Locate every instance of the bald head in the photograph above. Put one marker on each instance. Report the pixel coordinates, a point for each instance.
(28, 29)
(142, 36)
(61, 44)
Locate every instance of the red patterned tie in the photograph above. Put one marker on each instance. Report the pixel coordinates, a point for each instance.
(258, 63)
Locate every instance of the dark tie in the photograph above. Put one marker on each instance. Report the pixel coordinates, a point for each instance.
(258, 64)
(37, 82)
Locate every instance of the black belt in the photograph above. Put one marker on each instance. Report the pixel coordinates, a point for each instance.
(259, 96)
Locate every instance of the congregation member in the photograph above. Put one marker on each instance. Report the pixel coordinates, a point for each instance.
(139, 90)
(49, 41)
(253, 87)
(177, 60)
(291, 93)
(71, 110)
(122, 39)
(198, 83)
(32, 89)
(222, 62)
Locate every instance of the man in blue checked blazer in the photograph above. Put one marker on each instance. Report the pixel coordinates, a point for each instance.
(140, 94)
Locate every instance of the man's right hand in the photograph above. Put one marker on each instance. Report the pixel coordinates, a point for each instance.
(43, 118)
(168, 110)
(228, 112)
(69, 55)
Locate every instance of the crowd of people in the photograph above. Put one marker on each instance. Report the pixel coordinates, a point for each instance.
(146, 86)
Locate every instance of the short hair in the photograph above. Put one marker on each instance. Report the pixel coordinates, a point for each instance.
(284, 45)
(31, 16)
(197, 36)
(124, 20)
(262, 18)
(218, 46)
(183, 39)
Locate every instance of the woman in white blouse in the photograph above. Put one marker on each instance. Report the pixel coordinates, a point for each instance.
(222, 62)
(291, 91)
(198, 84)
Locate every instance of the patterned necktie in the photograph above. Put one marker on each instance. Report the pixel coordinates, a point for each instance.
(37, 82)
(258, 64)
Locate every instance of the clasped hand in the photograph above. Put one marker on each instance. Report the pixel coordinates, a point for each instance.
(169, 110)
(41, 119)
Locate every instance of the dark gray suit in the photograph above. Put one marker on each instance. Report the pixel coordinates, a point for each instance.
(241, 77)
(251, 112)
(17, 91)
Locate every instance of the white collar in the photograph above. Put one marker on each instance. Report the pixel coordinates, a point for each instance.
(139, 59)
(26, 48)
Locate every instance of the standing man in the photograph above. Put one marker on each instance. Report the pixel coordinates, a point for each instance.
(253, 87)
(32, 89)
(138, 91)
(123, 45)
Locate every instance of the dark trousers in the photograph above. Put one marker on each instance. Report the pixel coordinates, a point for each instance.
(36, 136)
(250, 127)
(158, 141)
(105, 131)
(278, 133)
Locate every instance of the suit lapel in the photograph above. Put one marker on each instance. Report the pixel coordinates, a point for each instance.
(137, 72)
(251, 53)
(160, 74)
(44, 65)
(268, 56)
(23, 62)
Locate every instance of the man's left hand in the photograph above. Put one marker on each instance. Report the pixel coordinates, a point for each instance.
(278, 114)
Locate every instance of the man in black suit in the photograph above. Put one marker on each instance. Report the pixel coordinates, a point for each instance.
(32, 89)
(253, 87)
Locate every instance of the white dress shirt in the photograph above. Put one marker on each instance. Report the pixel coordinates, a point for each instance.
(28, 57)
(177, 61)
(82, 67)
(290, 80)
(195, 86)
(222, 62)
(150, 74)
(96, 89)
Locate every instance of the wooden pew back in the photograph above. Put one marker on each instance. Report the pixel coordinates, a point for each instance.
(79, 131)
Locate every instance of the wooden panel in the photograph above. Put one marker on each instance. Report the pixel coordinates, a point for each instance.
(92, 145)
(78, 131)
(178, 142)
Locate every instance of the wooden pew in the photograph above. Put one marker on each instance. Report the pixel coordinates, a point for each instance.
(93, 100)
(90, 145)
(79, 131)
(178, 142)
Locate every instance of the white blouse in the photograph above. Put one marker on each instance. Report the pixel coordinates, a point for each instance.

########

▶ [Objective]
Copy out the listing above, swapping every "marker" for "pin" and leaving everything else unchanged.

▶ [Final result]
Locate every instance of the bald head in the photograph above. Put one pin on each instance. Report the pixel coordinates, a point for each instance.
(28, 29)
(142, 36)
(61, 44)
Locate every instance of the red patterned tie in the photograph above. Put one pin on each instance. Report the pixel coordinates, a point for each instance.
(258, 63)
Locate every instance of the dark tie in the photograph above. Put one pin on each instance. Report the pixel coordinates, a point for each instance.
(258, 64)
(37, 82)
Locate every instance of the black belt in the photograph above. Put one pin on each instance. Report the pixel coordinates, a point for each instance.
(259, 96)
Locate every instance of the congregation member in the photograph above. Put one pin on each instance. Report the pixel coordinates, a point for each instance.
(139, 90)
(49, 41)
(253, 87)
(177, 60)
(291, 93)
(71, 110)
(122, 39)
(198, 83)
(32, 89)
(222, 62)
Locate every instance of the man in blue checked blazer in the photograph above. Put one pin on each instance. Report the pixel coordinates, a point for each instance.
(140, 94)
Locate every instance of the man's right hand in the photograph above. Put one pin on each instance. Report the pixel coordinates, a point for each instance.
(43, 118)
(168, 110)
(228, 112)
(69, 55)
Locate every instance of the crowd of people in the photograph above. Put one pin on each instance. Report the pixel coordinates, a point for each instance.
(146, 86)
Locate every instance of the short hair in the photograph above. Put one pin on each instance. Report the pixel coordinates, a point for each instance.
(284, 45)
(31, 16)
(197, 36)
(124, 20)
(262, 18)
(218, 46)
(183, 39)
Locate every instance of the woman in white blouse in the photograph above. Put one pin on each instance. Report the pixel coordinates, a point for each instance.
(222, 62)
(291, 91)
(198, 84)
Locate every instance of the patterned necktie in the photograph above. Put one pin on each instance. Report the pixel coordinates, a point for each instance.
(37, 82)
(258, 64)
Locate every instance of the clasped hand in the photograph above. Put one pin on each instance. Report the pixel coordinates, a point for each instance.
(169, 110)
(41, 119)
Locate every instance of the dark gray suit in the photograph above. Put one pin on each instance. Report the pixel coordinates, a point for each instance.
(241, 77)
(251, 112)
(17, 91)
Locate every instance of the white collar in the photograph above. Put one pin on each instance. Report the pixel coordinates, a point for each instance.
(139, 59)
(26, 48)
Locate every instance of the standing man in the photograph above. Put one pin on each instance. Report the pixel coordinates, a point for each instance.
(253, 87)
(32, 89)
(138, 91)
(123, 45)
Locate every instance of the dark trousers in the photograph above. Put one pin on each instance. Report the pixel coordinates, a point for each instance.
(36, 136)
(250, 127)
(158, 141)
(105, 131)
(278, 133)
Locate every instance of the suit lapel in the photograph above. Put one pin on each instance. Report the pixel coordinates, a point for each instance.
(137, 72)
(251, 53)
(160, 74)
(44, 65)
(268, 56)
(23, 62)
Locate every instance of the man's left hand in the photograph above. Put one pin on each instance. Report the pixel coordinates, a point for each instance.
(278, 114)
Locate every instance of the man in black suit in the photograph above. Put one pin on each instance. Report the pixel coordinates, a point for each instance.
(32, 89)
(253, 87)
Locate every instance of the white dress shirt in the photograph above. Put one pin on each instance. Report the pixel coordinates, a point for each instance.
(28, 57)
(177, 61)
(82, 67)
(290, 80)
(195, 86)
(222, 62)
(150, 74)
(96, 89)
Locate every instance of the wooden pew back in the photograph above. Put one pin on each instance. Report the pixel coordinates, a point for each instance.
(79, 131)
Locate every instance of the wooden panel in the photograph above. Put one pin on each instance. Report the pixel coordinates, a point for each instance.
(92, 145)
(78, 131)
(178, 142)
Locate every instance of the wooden pew in the photograph above. Put one pin on each instance. Report the pixel coordinates, a point for each instance.
(93, 100)
(90, 145)
(79, 131)
(178, 142)
Locate every instance of the white blouse in the photograph above. Put one pin on each instance. Report the pixel coordinates, a point for each instance.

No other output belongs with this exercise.